- Aim a -
Write out the portion of the notes on enthalpy and heat capacity that runs from "q at constant" up to and including "R still true.".

**********

Delta H = Delta E + PV
The difference between delta E and delta H is the gas volume change. Volume will not equal zero when 1) chemical or physical change to number of moles of gas. 2) heat or cool gas causing temp change
If the number of moles increases, the volume increases, making the work done by the system via expansion, resulting in a positive volume change. Pv is positive.
If the number of moles decreases, the volume decreases, making the work done onto the system via compression, resulting in a negative volume change. PV is negative
When heating ideal gas at constant pressure, some added heat raises the temperature of the gas, some does work on surroundings.
At constant pressure, DeltaE=qCDeltaT. Molar heat capacity = 3/2 R.
q at constant pressure for ideal gas = 5/2 RDeltaT
Heat capacity of polyatomic gases: internal motions and translations like vibrational and rotational modes. Have larger Cv and Cp than monoatomic gases because greater internal kinetic energy. Weakly temperature dependent. Cp = Cv + R still true.
Under ideal conditions, Cv of gas = 3/2 R, Cp of gas = 5/2 R
Under constant pressure, some E is lost in vibrations/kinetics so change in temperature is less because gas is doing more effective work.

**********

- Aim b -
Pick out each line of the rows that contains the string "runner", treating uppercase and lowercase as different.

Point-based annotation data

**********

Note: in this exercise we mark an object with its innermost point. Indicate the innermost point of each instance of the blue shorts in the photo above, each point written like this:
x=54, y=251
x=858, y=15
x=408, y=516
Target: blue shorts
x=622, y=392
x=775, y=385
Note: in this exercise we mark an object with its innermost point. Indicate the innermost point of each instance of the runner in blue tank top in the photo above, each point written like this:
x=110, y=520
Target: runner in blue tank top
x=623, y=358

**********

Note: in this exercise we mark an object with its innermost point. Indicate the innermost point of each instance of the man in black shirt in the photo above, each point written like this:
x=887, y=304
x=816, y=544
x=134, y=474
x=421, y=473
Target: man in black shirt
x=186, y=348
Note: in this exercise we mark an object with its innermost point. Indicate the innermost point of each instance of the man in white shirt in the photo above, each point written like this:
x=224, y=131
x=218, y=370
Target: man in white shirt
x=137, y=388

**********

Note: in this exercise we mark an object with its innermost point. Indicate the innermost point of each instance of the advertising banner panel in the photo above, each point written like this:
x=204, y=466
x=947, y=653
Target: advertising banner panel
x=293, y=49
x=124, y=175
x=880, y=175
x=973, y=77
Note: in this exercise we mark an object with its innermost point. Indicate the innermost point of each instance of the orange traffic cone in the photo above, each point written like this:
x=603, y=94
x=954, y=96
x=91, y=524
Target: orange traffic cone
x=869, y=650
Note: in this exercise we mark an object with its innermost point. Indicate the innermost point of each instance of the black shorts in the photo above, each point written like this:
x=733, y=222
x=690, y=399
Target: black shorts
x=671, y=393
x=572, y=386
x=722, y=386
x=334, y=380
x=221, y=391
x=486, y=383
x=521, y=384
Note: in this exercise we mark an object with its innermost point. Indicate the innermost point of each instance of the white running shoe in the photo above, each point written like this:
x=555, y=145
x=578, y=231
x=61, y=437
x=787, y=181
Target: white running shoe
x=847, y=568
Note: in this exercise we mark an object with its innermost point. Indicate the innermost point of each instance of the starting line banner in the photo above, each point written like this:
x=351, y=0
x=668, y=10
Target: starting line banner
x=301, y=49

**********

- Response a -
q at constant pressure for ideal gas = 5/2 RDeltaT
Heat capacity of polyatomic gases: internal motions and translations like vibrational and rotational modes. Have larger Cv and Cp than monoatomic gases because greater internal kinetic energy. Weakly temperature dependent. Cp = Cv + R still true.

- Response b -
Note: in this exercise we mark an object with its innermost point. Indicate the innermost point of each instance of the runner in blue tank top in the photo above, each point written like this:
Target: runner in blue tank top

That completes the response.